=== Text shown ===

I'm sure Leonard Cohen has found quite something, quite simple...

As for the invitation:

Then said Almitra, "Speak to us of Love."
And he raised his head and looked upon the people, and there fell a stillness upon them. And with a great voice he said:
When love beckons to you follow him,
Though his ways are hard and steep.
All these things shall love do unto you that you may know the secrets of your heart, and in that knowledge become a fragment of Life's heart.
But if in your fear you would seek only love's peace and love's pleasure,
Then it is better for you that you cover your nakedness and pass out of love's threshing-floor,
Into the seasonless world where you shall laugh, but not all of your laughter, and weep, but not all of your tears.

Gibran Khalil Gibran, "The Prophet"

For this, one needn't be a sinner (nor a Believer) to be unwilling to refuse.

Re: The great professor

Posted: Mon Jan 12, 2015 10:52 pm
by holydove
Thank you for your contributions, Jean. That is a wonderful zen story (re: heaven & hell), & I absolutely agree with the message: heaven is not above & hell is not below; heaven & hell are within us & all around us, & created by none other than us; & this could also be interpreted as the implication in Leonard's lyrics, otherwise he could have just said, "there is no God", but he adds, ". . in heaven", & he could have just said, "there is no hell", but adds, ". . below"; so it's not necessarily that they don't exist, but it's the "location" that is in question here.

===

| Directives |
1. Please copy the stretch of the Leonard Cohen forum text from "And he raised" through "of Life's heart.", word for word.
2. Write a continuation of the Leonard Cohen forum text that picks up right after its final sentence.

=== Material provided ===

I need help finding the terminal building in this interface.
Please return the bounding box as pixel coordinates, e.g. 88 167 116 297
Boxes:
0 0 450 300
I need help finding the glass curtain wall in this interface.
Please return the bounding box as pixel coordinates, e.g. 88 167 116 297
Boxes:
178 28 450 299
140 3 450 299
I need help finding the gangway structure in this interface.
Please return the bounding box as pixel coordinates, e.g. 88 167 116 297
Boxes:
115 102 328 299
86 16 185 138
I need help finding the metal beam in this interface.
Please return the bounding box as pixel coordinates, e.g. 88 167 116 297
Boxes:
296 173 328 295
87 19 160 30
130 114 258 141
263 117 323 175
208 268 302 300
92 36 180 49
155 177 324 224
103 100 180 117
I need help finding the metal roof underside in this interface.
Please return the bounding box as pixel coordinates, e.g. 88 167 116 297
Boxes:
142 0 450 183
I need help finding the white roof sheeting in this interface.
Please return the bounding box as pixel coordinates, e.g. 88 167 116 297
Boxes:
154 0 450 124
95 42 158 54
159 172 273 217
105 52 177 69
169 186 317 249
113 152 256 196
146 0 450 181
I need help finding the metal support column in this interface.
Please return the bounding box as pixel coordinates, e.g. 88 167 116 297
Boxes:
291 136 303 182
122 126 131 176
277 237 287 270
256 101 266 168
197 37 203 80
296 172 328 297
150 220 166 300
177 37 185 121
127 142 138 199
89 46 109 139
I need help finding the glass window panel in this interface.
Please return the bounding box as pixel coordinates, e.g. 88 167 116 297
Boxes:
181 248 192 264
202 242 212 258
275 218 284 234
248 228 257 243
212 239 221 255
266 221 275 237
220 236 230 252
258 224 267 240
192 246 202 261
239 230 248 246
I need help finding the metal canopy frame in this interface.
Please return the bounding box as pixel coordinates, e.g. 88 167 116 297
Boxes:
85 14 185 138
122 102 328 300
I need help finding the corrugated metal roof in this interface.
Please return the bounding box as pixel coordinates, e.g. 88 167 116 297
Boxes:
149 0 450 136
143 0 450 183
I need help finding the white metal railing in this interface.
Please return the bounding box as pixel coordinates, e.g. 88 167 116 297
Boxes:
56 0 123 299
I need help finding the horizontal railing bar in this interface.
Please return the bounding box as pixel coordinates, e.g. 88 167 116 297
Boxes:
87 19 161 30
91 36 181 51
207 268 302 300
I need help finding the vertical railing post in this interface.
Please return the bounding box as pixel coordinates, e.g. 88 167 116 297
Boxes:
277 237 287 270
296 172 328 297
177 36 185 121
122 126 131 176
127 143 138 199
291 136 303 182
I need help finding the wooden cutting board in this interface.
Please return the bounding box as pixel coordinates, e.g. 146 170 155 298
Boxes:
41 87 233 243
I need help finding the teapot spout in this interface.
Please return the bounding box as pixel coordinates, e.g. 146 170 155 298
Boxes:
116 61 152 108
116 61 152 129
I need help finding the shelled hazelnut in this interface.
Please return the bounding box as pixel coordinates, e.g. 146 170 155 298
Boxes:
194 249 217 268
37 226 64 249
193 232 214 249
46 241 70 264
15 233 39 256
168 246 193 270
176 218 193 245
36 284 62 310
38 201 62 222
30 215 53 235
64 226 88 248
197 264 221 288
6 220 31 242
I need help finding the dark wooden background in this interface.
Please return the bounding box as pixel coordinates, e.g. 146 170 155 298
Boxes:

===

| Answer list |
1.
And he raised his head and looked upon the people, and there fell a stillness upon them. And with a great voice he said:
When love beckons to you follow him,
Though his ways are hard and steep.
All these things shall love do unto you that you may know the secrets of your heart, and in that knowledge become a fragment of Life's heart.

2.
I also do not define "God" as a separate entity (as it often seems to be defined in monotheistic schools of thought), & I didn't mean to imply that Leonard necessarily defines "God" that way either; that's why I said, "something that he calls God does exist" (actually, it might be more accurate to say, "something that might be called God does exist"), & of course, I have no idea how Leonard defines "God". It's just that the word "BUT" in the line, "But I've had the invitation. . ." causes me to think perhaps he is referring to "something" that he has experienced or perceives, that differs somewhat from what the "great professor" has professed. For me, the force of Love is as acceptable a definition of "God" as any. . .Kabbalah (which is essentially another level of Judaic interpretation) teaches that the ultimate reality is "einsof", translated as "infinite eternal light". So, if one digs a little further into Judaic (or Christian, or any other) teachings, it might become a little less difficult to reconcile so-called "monotheism" with other schools of spiritual teachings; it's something I've also been grappling with for a while. . .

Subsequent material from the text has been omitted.